**Activity**.
Each of the entries below needs to be given again exactly.

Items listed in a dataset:
=======
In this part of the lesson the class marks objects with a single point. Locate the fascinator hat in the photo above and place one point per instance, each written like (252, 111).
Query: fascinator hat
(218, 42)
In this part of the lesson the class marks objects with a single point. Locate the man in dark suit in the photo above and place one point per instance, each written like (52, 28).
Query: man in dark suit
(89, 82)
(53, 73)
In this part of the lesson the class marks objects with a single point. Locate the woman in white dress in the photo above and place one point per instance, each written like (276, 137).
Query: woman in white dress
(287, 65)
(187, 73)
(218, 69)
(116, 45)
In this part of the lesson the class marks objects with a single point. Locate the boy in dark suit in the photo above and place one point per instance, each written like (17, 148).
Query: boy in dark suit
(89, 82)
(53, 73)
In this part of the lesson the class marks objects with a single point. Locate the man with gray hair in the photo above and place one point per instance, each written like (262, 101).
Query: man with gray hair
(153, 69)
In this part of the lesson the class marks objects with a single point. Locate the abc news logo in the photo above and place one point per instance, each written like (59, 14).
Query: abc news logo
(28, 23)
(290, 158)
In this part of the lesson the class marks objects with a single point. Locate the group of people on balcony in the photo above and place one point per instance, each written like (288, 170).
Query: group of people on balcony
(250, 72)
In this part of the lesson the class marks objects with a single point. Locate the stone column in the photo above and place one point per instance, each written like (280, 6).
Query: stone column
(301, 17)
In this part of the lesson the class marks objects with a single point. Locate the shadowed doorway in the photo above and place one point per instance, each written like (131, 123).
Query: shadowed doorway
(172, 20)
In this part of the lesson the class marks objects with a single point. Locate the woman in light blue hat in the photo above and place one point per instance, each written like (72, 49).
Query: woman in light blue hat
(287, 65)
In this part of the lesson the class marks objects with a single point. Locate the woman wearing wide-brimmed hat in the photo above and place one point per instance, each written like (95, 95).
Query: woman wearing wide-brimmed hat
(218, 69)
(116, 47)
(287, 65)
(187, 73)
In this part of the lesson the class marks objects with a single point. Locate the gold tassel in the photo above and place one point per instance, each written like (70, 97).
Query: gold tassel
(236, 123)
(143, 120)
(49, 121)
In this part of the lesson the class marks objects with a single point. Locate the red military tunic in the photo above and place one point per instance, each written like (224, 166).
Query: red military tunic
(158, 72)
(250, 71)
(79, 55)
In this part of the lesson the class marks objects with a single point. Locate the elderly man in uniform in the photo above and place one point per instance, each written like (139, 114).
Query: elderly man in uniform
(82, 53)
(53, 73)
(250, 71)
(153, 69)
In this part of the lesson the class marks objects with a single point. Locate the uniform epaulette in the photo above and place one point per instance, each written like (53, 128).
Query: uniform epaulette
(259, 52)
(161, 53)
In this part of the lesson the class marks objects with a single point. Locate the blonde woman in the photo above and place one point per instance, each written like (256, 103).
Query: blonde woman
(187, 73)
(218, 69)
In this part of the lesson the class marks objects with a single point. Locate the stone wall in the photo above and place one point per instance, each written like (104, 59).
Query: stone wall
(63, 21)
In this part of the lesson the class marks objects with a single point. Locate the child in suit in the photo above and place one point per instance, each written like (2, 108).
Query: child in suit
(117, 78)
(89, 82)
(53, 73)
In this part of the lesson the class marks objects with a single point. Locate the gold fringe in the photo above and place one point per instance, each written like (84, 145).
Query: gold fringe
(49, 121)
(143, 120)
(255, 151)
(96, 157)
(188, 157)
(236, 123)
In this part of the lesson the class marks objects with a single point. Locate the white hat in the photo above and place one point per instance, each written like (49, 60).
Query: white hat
=======
**Answer box**.
In this part of the lesson the class marks objects with a single point. Locate the fascinator hat in the photo above and place one point per instance, each written like (252, 111).
Query: fascinator hat
(218, 42)
In this part of the lesson the class marks objects with a single point. Locate the man in dark suit in the photo above and place one point per instance, each written like (52, 28).
Query: man in dark suit
(89, 82)
(53, 73)
In this part of the lesson the class marks objects with a single point. Locate the woman in white dress in the photo above and place one point per instance, each written like (276, 137).
Query: woman in white dress
(287, 65)
(187, 73)
(218, 69)
(116, 45)
In this part of the lesson the class marks objects with a single point. Locate the boy in dark suit in the photo above and place one point per instance, each written like (17, 148).
Query: boy in dark suit
(89, 82)
(53, 73)
In this part of the lesson the class marks objects with a single point. Locate the man with gray hair in the photo above and place one point per instance, each written like (262, 101).
Query: man with gray hair
(153, 69)
In this part of the lesson the class marks objects with a single point. Locate the abc news logo in the photo above and place one point per instance, each written like (59, 14).
Query: abc news logo
(28, 23)
(290, 158)
In this part of the lesson the class marks objects with a single point. Locate the group of people on balcony in the photo above and place one point per instance, each written like (288, 170).
Query: group of people on balcony
(250, 72)
In this part of the lesson the class marks objects with a single point. Locate the stone column in the photo above and place one point per instance, each written like (280, 6).
Query: stone column
(301, 17)
In this part of the lesson the class marks objects with a single point. Locate the shadowed doorway in the photo above and place one point per instance, each written like (131, 123).
Query: shadowed doorway
(172, 20)
In this part of the lesson the class marks objects with a single point. Locate the woman in light blue hat in the photo above and place one point per instance, each written like (72, 49).
Query: woman in light blue hat
(287, 65)
In this part of the lesson the class marks objects with a single point. Locate the woman wearing wide-brimmed hat in the photo above and place one point per instance, each written like (95, 95).
Query: woman wearing wide-brimmed hat
(218, 69)
(116, 47)
(287, 65)
(187, 73)
In this part of the lesson the class marks objects with a single point. Locate the gold tassel in the photo above and place one point per instance, each written like (70, 97).
Query: gold tassel
(236, 123)
(143, 120)
(49, 121)
In this part of the lesson the class marks objects with a single point. Locate the red military tunic in the photo above and place one point per instance, each written like (224, 166).
Query: red military tunic
(158, 72)
(250, 71)
(79, 55)
In this part of the lesson the class marks objects with a single point. Locate the elderly man in uniform in the photo above and place one point per instance, each written like (139, 114).
Query: elderly man in uniform
(82, 53)
(53, 73)
(250, 71)
(153, 69)
In this part of the lesson the class marks objects with a single point. Locate the uniform epaulette in the photo above and place one point per instance, each written like (53, 128).
Query: uniform epaulette
(259, 52)
(161, 53)
In this part of the lesson the class marks objects with a single point. Locate the blonde woman in the photo above and place one point per instance, each written like (256, 103).
Query: blonde woman
(187, 73)
(218, 69)
In this part of the lesson the class marks objects with a single point. Locate the stone wall in the photo above and place one point per instance, each written like (104, 59).
Query: stone wall
(63, 21)
In this part of the lesson the class marks objects with a single point. Locate the child in suit in the photo above and place one point per instance, each written like (2, 108).
Query: child in suit
(117, 78)
(89, 82)
(53, 73)
In this part of the lesson the class marks objects with a single point. Locate the gold fringe in the photo above and place one point per instance, each written like (84, 145).
Query: gold fringe
(49, 121)
(143, 120)
(255, 151)
(96, 157)
(188, 157)
(236, 123)
In this part of the lesson the class marks objects with a single point. Locate the white hat in the photo above and place one point per instance, each written like (49, 60).
Query: white hat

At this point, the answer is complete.